-- Begin SUPPLIED TEXT --

Lack of information, however, does not necessarily result in lack of reconstructions or in attempts to pinpoint the location of the Temple and its components. The intrinsic holiness of the Temple for Jews, and even for Christians, ignited religious imaginations and architectural fancy with numerous reconstructions throughout the ages.

But then, the reunification of Jerusalem in 1967 an electrifying event in Jewish history provided the backdrop that spurred many to find the pearl of Jerusalem archeological research the location of the ancient Temple. For the first time in nearly 2,000 years, the Old city of Jerusalem came under Jewish sovereignty. Now with free access to the Temple, a small community of scholars arose who engaged in the scientific study of the Temple Mount and its relevant texts and who sought to provide solutions to the conundrums of building, place and location. Dr. Asher Selig Kaufman had long been amongst the leading scholars of this group.

Dr. Kaufman's book is a rare comprehensive work on the Temple of Jerusalem, and is the third in a series entitled The Temple of Jerusalem. The first two volumes deal with Tractate Middot, the mishnaica tractate that provides a description (of sorts) of the Temple and its courts. The Temple Mount: Where is the Holy of Holies, gives the reader a detailed account in English of Kaufman's Temple and Temple Mount studies.

The core of the book's 23 short chapters (and five appendices) is devoted to the location and shape of the Temple and its components: the Inner Court, chambers and gates, the sanctified Outer Court and the water supply. Particular attention is paid to the superimposition of the Temple on the present Temple Mount area, using "archaeological" and literary evidence (Middot and Josephus) when available and necessary. Introductory chapters deal briefly with basic descriptions of the sources, the geographical framework and Temple customs. Concluding chapters deal with later Jewish and Islamic traditions, as well as with "predictions" and a "religious solution" to peace between Jew and Muslim on this contested real estate. Five technical appendices, on such matters as rock levels and dimensions of ashlar stones, conclude the volume.

-- End SUPPLIED TEXT --
-- Begin STORED DATA --

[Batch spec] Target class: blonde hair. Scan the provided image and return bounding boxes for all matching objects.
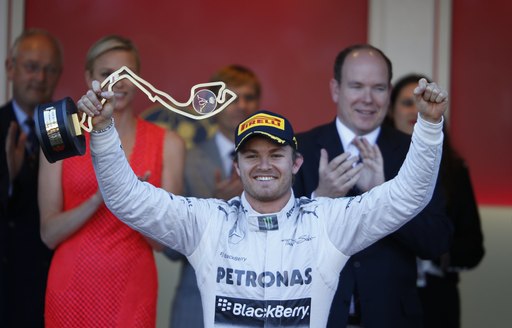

-- End STORED DATA --

- **WHAT YOU WILL DO**
[1] Answer these from the Temple Mount review:
(a) In what year was Jerusalem reunified?
(b) What do the first two volumes of The Temple of Jerusalem series deal with?
(c) How many short chapters make up the book's core?
[2] Pick up the Temple Mount review after its last sentence and carry it forward.

- **ANSWERS FOR THE EXERCISE**
[1]
(a) 1967
(b) Tractate Middot
(c) 23

[2]
Dr. Kaufman's research also led him to the discovery of the Foundation Stone and offers each of us some fresh and relevant thoughts. The book contains numerous color and b&w plates, maps and plans. Size: 310x235mm; 184 pages. Red gilt Hardcover and spine.

Asher Kaufman was one of the foremost scholars of the Jerusalem Temple. He was an eminent Israeli physicist, born in Edinburgh, Scotland. He received his training in physics, earning a Ph.D. from the University of Edinburgh. In the 1950's he was engaged in nuclear fusion research. In 1959, he made aliyah to take up an academic appointment in the physics department of the Hebrew University (now the Racah Institute of Physics). Dr. Kaufman was currently Honorary Research Fellow, the College of Judea and Samaria and Emeritus Professor, the Hebrew University. Dr. Asher Selig Kaufman [z”l] [age: ~90] passed to his Olam Ha’Bah, on 27 Aviv/Nissan 5775 [15 April 2015], and will be sorely missed. He is survived by his wife Yospa, his son and his grandsons. The Temple Mount: Where is the Holy of Holies was published in 2004 by Har Yera'eh Press, Jerusalem.